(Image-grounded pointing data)

- - - -

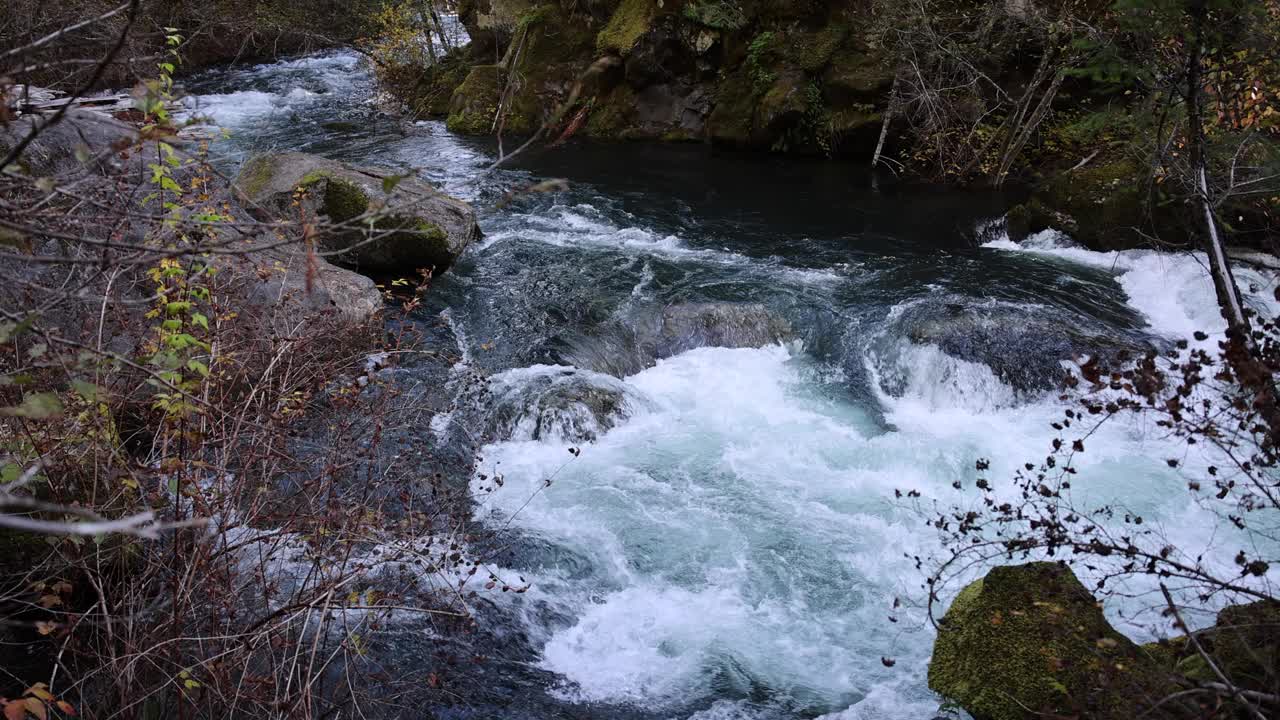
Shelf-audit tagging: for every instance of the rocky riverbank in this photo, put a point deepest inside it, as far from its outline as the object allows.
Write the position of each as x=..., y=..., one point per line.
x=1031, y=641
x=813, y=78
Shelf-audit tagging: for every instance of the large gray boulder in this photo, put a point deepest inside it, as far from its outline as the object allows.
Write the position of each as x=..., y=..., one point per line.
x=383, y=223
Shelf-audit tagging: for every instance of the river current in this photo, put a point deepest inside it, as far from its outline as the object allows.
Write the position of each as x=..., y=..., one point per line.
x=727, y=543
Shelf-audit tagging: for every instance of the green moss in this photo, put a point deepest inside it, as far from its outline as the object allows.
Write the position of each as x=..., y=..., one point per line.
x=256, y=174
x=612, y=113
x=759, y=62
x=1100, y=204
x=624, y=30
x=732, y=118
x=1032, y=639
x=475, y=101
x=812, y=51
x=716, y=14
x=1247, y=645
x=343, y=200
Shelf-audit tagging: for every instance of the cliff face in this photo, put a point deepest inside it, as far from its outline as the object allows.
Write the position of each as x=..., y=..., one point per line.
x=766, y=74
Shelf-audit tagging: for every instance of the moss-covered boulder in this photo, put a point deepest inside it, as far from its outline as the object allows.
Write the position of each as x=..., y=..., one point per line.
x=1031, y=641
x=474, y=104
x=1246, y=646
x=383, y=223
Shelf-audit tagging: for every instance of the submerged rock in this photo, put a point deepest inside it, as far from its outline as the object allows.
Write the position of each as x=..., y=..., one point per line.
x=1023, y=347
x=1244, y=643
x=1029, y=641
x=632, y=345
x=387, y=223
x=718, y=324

- - - -

Images aside, return each entry above precisely as it stands.

Shelf-audit tagging: for every instance of the rocky riverbank in this photo, put a point deepest inside it, as far from its outline as the object allows.
Write the position of each as x=..., y=..., one point per line.
x=1031, y=641
x=813, y=78
Shelf-audit tagging: for every instance of the large gray boulder in this photo, put a point deepest inside it, as far from its outline as the object allows.
Write the position of each as x=..., y=..., one point per line.
x=383, y=223
Shelf-audit tagging: for every instance of the river current in this photo, put a point deepest inside it, as far from its outline as the object allows.
Write the position of each as x=..., y=..., one point per line.
x=727, y=543
Shelf-audit tagging: for every instance of the green moss in this photo, put a point deepest inside it, as far from its outline as the object allows.
Write the position of each as x=..., y=..., one point per line.
x=256, y=174
x=612, y=113
x=759, y=62
x=1100, y=204
x=624, y=30
x=732, y=118
x=1032, y=639
x=475, y=101
x=812, y=51
x=716, y=14
x=1247, y=645
x=343, y=200
Shelf-audit tagging: for every instance of the cliff face in this photo, put a point deepest inside it, as far from its outline as the object allows.
Write the position of each as x=..., y=..., one point per line.
x=766, y=74
Shelf-audit tagging: for every instance of the moss-covered boulder in this photo, put a point deepest inside it, as far from its outline as the object allows.
Write the position of each as x=..., y=..., one point per line.
x=1031, y=641
x=474, y=104
x=1246, y=646
x=383, y=223
Shelf-audit tagging: for every instance of the submerged rock in this photo, put a point deepest inside it, as far from its outline as the object allows.
Write the position of each as x=..., y=..., one point per line.
x=1023, y=347
x=1244, y=643
x=1029, y=641
x=632, y=345
x=387, y=223
x=718, y=324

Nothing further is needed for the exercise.